Rewrite the part that opens with the line containing "Can you find the pigeon?" and closes with the line containing "[[116, 36]]", changing "pigeon" to "dove" and leaving everything else as it is.
################
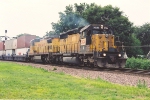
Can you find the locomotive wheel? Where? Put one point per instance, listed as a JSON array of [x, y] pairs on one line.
[[101, 62], [121, 63]]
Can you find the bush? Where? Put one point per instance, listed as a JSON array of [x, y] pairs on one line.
[[138, 63]]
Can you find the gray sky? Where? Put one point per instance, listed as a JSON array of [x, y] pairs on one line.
[[35, 16]]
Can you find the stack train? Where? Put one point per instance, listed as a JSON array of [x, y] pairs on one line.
[[91, 45]]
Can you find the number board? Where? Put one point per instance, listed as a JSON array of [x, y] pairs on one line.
[[83, 41]]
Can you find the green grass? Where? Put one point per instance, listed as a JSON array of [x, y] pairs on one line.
[[26, 82]]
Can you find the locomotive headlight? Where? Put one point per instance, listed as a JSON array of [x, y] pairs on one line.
[[104, 54], [106, 35], [119, 55]]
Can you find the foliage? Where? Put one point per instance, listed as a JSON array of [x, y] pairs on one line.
[[134, 51], [26, 82], [23, 34], [138, 63], [143, 34], [141, 84], [83, 14]]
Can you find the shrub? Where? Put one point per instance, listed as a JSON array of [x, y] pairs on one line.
[[138, 63]]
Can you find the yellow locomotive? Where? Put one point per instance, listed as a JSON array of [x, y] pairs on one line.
[[91, 45]]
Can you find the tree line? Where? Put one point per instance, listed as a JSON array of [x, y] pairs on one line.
[[83, 14]]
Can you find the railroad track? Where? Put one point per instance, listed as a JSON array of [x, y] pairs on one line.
[[111, 70]]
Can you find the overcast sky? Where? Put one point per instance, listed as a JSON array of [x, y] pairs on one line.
[[35, 16]]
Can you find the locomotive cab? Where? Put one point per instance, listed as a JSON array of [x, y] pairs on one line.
[[98, 46]]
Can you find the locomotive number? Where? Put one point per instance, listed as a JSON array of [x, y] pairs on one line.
[[83, 41]]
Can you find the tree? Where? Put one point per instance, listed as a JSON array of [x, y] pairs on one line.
[[135, 48], [143, 34], [83, 14]]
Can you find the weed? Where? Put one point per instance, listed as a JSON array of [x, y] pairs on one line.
[[141, 84], [54, 68]]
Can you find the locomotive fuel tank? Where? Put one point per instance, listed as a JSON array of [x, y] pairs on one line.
[[71, 60]]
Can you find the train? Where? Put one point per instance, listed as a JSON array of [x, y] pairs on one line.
[[90, 45]]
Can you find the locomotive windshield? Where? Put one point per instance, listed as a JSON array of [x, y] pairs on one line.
[[100, 31]]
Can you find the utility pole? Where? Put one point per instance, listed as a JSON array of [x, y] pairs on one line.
[[5, 34]]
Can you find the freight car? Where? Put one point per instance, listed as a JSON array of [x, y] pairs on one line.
[[16, 48], [89, 45]]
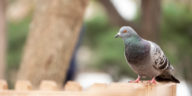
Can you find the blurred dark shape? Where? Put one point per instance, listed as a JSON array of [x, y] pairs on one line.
[[73, 63]]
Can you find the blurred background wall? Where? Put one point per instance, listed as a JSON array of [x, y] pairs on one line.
[[166, 22]]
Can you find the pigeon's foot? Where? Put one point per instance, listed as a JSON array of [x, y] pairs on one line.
[[153, 81], [136, 81]]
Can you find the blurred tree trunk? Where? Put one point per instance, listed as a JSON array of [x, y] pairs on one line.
[[2, 38], [51, 41], [149, 26], [150, 19]]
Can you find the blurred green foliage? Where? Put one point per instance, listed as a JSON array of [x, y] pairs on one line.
[[17, 33]]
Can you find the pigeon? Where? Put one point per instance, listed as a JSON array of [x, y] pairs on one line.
[[145, 57]]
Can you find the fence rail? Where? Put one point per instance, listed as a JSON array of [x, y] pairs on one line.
[[50, 88]]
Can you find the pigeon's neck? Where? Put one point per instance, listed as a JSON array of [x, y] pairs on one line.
[[135, 39]]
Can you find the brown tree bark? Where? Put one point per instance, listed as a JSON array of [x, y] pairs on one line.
[[150, 19], [2, 38], [149, 26], [51, 41]]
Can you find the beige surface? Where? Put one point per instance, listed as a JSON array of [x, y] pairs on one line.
[[113, 89]]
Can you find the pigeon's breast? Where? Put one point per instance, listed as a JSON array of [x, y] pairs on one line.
[[137, 53]]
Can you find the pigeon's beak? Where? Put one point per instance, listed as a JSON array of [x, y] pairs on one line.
[[116, 36]]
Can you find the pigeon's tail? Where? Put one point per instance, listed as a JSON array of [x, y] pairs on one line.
[[166, 78]]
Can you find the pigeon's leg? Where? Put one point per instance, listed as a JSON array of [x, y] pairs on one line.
[[136, 81], [153, 81]]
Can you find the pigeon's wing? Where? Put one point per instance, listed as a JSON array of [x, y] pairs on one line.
[[158, 58]]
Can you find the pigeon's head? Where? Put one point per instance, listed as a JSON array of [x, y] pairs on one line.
[[125, 32]]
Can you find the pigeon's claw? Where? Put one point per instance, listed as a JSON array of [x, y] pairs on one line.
[[136, 81]]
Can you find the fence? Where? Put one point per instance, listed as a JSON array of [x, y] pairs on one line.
[[50, 88]]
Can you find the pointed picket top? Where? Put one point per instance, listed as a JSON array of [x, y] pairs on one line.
[[72, 86], [49, 85], [23, 85]]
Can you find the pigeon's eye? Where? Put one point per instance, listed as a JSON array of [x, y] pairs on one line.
[[124, 31]]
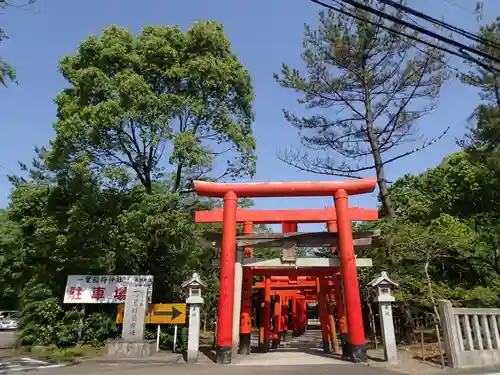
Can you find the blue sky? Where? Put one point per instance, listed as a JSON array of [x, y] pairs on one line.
[[263, 33]]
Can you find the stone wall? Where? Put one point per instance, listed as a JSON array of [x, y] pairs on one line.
[[471, 336]]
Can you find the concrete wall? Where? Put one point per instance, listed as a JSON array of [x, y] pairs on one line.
[[471, 336]]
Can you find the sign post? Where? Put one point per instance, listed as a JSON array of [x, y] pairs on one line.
[[136, 307], [91, 289], [195, 300]]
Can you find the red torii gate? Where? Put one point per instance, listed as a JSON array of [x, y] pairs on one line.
[[289, 220], [340, 190]]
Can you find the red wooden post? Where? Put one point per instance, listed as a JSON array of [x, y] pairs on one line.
[[339, 302], [276, 322], [284, 317], [348, 270], [323, 316], [246, 299], [262, 319], [227, 265], [331, 311], [304, 317]]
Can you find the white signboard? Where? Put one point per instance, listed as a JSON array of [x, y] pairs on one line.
[[135, 312], [103, 288]]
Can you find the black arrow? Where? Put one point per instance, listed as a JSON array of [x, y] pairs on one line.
[[174, 313]]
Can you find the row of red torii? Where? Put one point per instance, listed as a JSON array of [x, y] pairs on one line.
[[293, 280]]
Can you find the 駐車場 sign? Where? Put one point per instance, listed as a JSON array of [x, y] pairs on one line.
[[103, 288]]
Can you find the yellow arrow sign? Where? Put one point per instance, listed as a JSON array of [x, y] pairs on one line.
[[161, 313]]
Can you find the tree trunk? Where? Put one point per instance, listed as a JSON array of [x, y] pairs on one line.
[[377, 157]]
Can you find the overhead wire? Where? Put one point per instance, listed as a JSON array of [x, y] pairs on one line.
[[462, 47], [440, 23], [459, 53]]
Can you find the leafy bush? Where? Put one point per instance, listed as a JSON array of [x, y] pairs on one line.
[[98, 328], [44, 322]]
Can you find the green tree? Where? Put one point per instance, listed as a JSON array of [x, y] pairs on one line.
[[368, 88], [132, 98], [7, 71]]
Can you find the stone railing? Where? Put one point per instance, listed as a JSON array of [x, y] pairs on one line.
[[471, 336]]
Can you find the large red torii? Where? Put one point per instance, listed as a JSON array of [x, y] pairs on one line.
[[279, 216], [340, 190]]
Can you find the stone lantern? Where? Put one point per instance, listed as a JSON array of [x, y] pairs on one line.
[[384, 286], [195, 301]]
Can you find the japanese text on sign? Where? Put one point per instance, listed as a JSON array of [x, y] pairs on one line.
[[135, 312], [103, 289]]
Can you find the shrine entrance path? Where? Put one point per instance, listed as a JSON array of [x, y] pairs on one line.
[[303, 350]]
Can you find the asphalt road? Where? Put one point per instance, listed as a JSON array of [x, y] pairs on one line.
[[209, 369], [7, 339]]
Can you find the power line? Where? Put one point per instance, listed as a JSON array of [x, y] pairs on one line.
[[442, 24], [462, 47], [460, 53]]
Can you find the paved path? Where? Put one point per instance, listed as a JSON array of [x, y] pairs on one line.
[[11, 365], [7, 339]]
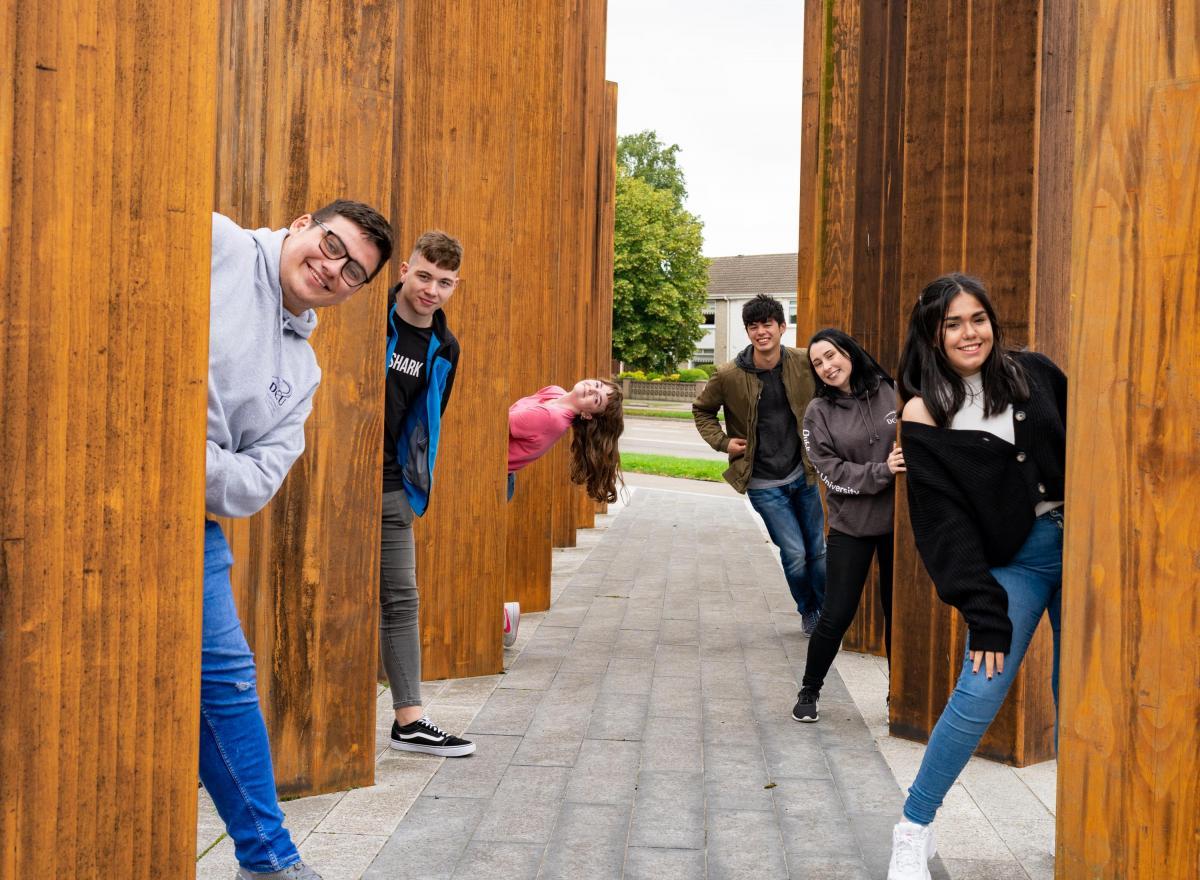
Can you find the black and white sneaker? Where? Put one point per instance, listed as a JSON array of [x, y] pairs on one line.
[[807, 706], [424, 735]]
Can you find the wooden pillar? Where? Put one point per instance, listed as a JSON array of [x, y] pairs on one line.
[[981, 90], [851, 151], [305, 94], [457, 105], [105, 228], [534, 313], [1129, 768]]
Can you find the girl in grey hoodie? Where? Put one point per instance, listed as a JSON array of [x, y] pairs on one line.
[[849, 435]]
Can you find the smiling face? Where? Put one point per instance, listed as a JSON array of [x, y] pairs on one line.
[[424, 288], [592, 396], [310, 279], [766, 335], [966, 334], [831, 364]]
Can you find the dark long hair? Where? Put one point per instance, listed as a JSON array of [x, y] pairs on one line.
################
Answer to this exercise →
Can you find the dove? Where? Put one point per instance, listed as a JSON array of [x, y] pairs on one line.
[[145, 57]]
Can you find the fence rail? Where? Put one point per instance, listed as a JSON array of [x, y] pairs on one line.
[[50, 88]]
Can you find the dove's neck? Where? Put one point per instance, listed as a JSON array of [x, y] pairs on one line.
[[135, 39]]
Can you find the brown tree bark? Where? Put one point per instance, listed as a JSON array of [x, y] pairs on one line.
[[150, 19], [2, 38], [149, 26], [51, 41]]
Can you find the beige surface? Where? Put one point per instance, listed as a JSON array of [x, y] pairs on one line.
[[113, 89]]
Can you find the dove's breast? Where? Put one point per instance, listed as a JSON array of [x, y] pairs on one line.
[[137, 53]]
Can you find the dove's beak? Where? Put one point per instance, listed as a JSON array of [x, y] pairs on one line.
[[116, 36]]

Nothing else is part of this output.